About this exercise:
Each line below with the word "glass" needs to be copied.

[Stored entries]
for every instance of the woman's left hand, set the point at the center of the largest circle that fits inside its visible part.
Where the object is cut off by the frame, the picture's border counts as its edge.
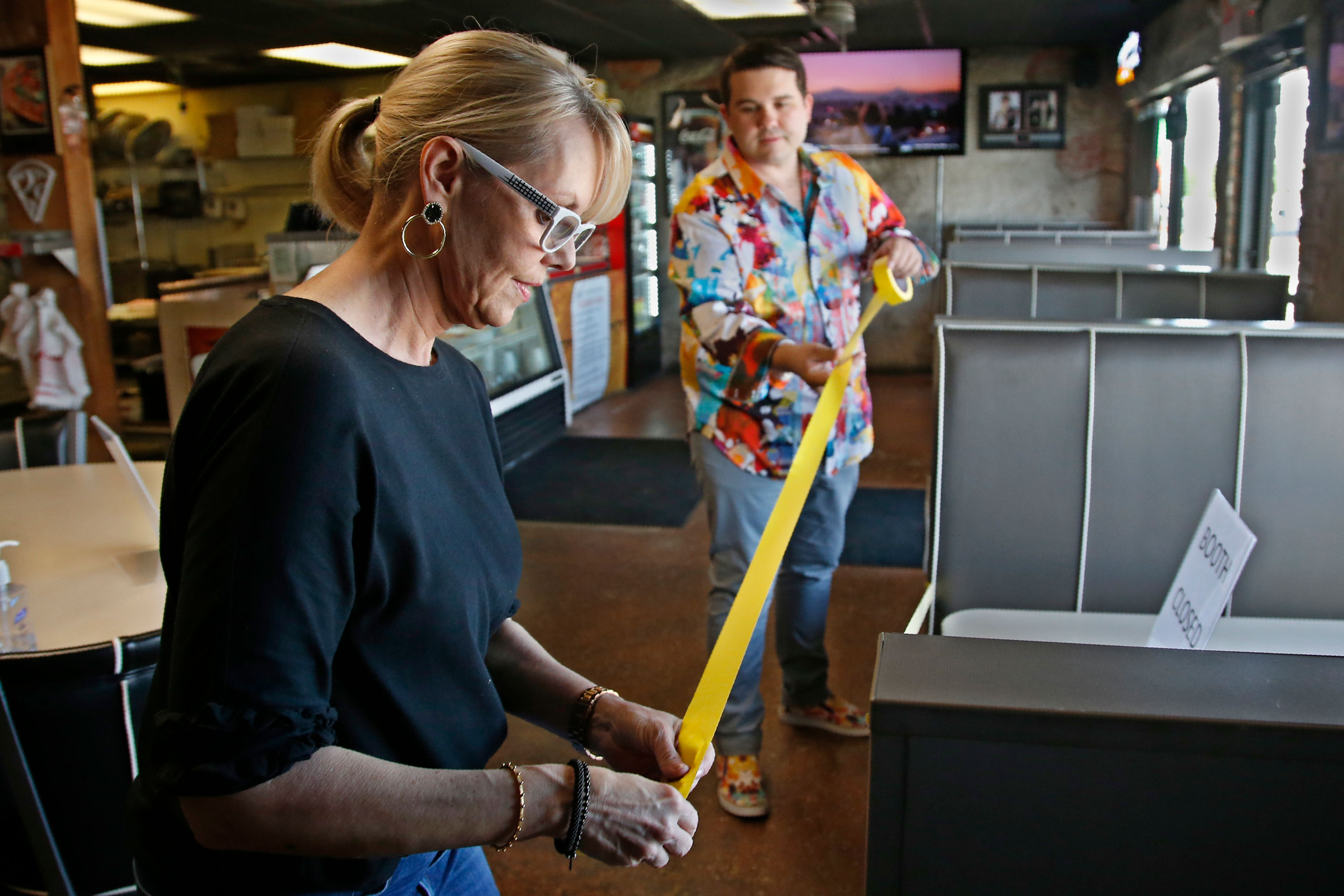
(902, 257)
(640, 741)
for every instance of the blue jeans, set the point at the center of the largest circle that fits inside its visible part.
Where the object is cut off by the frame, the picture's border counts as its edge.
(740, 504)
(453, 872)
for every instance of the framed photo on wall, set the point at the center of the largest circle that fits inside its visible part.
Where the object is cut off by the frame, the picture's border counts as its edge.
(25, 104)
(1332, 129)
(1022, 117)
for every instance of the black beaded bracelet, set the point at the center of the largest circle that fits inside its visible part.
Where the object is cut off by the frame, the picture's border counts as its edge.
(569, 847)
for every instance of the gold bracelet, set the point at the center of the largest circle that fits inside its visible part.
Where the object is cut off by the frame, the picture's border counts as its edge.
(582, 719)
(522, 806)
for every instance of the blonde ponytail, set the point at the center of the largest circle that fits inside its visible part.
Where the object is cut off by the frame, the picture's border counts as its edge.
(500, 92)
(343, 171)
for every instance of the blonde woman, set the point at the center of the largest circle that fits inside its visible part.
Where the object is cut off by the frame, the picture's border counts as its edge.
(338, 646)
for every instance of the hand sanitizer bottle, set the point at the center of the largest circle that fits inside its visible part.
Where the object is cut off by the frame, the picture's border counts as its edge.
(15, 632)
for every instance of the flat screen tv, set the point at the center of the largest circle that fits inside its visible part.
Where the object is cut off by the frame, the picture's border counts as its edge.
(887, 103)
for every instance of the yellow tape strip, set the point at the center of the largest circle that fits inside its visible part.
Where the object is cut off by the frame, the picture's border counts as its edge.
(711, 695)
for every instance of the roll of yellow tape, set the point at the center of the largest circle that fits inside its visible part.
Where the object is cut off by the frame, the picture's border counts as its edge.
(711, 695)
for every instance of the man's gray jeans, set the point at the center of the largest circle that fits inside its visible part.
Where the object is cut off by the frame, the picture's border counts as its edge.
(740, 504)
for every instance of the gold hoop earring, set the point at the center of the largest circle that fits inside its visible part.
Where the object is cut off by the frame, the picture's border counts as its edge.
(432, 214)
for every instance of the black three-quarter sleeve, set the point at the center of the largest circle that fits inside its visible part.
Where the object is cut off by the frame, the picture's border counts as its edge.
(268, 571)
(338, 551)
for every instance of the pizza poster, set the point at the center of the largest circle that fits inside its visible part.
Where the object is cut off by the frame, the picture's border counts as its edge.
(25, 104)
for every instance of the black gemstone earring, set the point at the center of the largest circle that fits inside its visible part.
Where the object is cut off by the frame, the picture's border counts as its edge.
(432, 214)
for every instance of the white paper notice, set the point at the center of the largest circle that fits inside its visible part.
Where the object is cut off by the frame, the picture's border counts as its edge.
(590, 324)
(1206, 578)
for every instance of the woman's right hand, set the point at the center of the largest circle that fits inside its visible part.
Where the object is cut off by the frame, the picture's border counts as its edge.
(633, 820)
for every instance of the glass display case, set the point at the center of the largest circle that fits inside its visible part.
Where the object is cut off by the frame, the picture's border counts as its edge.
(525, 377)
(514, 355)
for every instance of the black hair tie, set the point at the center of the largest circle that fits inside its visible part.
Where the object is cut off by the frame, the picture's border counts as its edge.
(569, 845)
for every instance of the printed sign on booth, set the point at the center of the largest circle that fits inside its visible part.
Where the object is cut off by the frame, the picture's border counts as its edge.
(1205, 582)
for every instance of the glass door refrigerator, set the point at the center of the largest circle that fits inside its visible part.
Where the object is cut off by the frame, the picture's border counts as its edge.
(643, 258)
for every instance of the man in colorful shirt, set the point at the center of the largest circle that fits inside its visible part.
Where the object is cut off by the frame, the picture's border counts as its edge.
(769, 246)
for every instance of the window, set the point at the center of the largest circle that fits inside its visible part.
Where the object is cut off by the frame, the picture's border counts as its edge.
(1199, 203)
(1285, 209)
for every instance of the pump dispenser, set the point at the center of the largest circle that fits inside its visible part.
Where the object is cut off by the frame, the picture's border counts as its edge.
(15, 633)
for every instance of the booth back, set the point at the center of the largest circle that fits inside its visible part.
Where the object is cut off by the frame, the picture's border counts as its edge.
(1037, 292)
(1074, 462)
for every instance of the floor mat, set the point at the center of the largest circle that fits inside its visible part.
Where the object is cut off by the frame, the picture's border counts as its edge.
(885, 528)
(616, 481)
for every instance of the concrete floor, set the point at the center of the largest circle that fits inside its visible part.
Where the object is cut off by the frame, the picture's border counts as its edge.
(625, 606)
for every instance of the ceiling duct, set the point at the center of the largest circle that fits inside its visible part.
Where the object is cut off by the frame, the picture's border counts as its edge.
(835, 18)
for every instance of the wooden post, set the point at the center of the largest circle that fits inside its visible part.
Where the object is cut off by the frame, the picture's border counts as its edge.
(89, 316)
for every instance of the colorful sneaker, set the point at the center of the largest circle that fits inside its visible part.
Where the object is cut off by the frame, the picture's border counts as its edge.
(741, 789)
(836, 715)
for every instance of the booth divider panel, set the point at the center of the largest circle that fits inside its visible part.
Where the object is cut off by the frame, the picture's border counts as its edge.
(980, 292)
(1015, 433)
(1246, 297)
(1164, 437)
(1160, 295)
(1076, 296)
(987, 817)
(1293, 480)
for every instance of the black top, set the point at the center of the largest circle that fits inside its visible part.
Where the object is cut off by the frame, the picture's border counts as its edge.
(339, 551)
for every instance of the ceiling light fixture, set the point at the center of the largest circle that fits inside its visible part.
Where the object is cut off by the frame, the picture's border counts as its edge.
(338, 54)
(748, 9)
(123, 88)
(109, 57)
(127, 14)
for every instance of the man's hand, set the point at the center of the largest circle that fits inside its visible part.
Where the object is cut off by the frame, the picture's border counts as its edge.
(814, 362)
(640, 741)
(902, 257)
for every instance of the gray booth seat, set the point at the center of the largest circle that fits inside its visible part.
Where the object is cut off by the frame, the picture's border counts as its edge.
(1105, 249)
(1045, 757)
(1006, 767)
(1077, 293)
(1074, 461)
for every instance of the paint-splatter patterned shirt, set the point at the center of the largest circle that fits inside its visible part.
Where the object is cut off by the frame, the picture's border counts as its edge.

Reply to the exercise:
for every instance of the glass display case, set the point at the center of the largest circle that fits inside its visible part.
for every instance of the glass door refrigerator, set the point at the center of the largest circle that fits inside its visible part.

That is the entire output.